■ **WRITTEN REQUEST**: Return the material below verbatim, from its first line through the line holding "pixel 132 172", inclusive.

■ **RECORDS FOR THE TASK**:
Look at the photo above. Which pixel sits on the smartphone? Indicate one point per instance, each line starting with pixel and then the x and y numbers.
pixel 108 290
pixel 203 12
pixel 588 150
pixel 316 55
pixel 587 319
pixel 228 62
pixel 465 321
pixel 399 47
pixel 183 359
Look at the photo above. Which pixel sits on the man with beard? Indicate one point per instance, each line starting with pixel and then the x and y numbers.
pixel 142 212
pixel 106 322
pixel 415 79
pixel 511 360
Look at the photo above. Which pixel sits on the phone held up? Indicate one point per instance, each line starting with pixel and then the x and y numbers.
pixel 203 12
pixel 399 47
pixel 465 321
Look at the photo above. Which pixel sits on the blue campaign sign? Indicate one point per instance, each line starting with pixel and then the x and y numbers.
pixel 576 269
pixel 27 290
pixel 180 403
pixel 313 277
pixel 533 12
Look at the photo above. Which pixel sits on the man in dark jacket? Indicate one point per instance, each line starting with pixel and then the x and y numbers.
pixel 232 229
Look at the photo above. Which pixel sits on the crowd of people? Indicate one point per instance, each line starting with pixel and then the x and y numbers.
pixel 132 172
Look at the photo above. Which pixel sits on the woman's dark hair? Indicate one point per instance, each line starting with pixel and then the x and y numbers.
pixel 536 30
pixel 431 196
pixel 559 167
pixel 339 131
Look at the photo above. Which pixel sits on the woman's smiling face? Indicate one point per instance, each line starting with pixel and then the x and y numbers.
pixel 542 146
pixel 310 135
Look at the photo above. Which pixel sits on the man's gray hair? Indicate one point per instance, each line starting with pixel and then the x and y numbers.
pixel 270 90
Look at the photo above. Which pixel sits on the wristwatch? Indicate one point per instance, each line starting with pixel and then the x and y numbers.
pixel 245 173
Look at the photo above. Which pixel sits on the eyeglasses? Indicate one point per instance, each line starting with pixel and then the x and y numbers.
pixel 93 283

■ **ANSWER TO THE PROBLEM**:
Look at the photo above. Which pixel sits on the smartphone? Indicate one point per instance, each line starting with pixel and then the x and y numbers.
pixel 108 290
pixel 203 12
pixel 588 150
pixel 316 55
pixel 587 319
pixel 228 62
pixel 465 321
pixel 399 47
pixel 183 359
Look at the photo above. Which pixel sits on the man with beard? Indicate one point per instance, each line starting with pixel and then the x and y numbers.
pixel 142 212
pixel 106 322
pixel 415 79
pixel 511 360
Look at the photo above. Which pixel sits on the phone held up? Indicate one point per instance, each line starting with pixel and then the x and y numbers.
pixel 203 12
pixel 399 47
pixel 465 321
Look at the photo above. Which pixel sits on the blue campaign sign? Indicate one point per instance, each line starting with pixel and then the x and y numbers.
pixel 576 269
pixel 27 290
pixel 180 403
pixel 313 277
pixel 533 12
Look at the photo above. Which pixel sits on the man in dark jacket? Indicate one point per instance, each line starting with pixel and then the x and y numbers.
pixel 232 229
Look at the photo above. Which pixel sits on the crowd of people? Indicate one point per instance, each line starting with pixel and then the x and y numbers.
pixel 132 172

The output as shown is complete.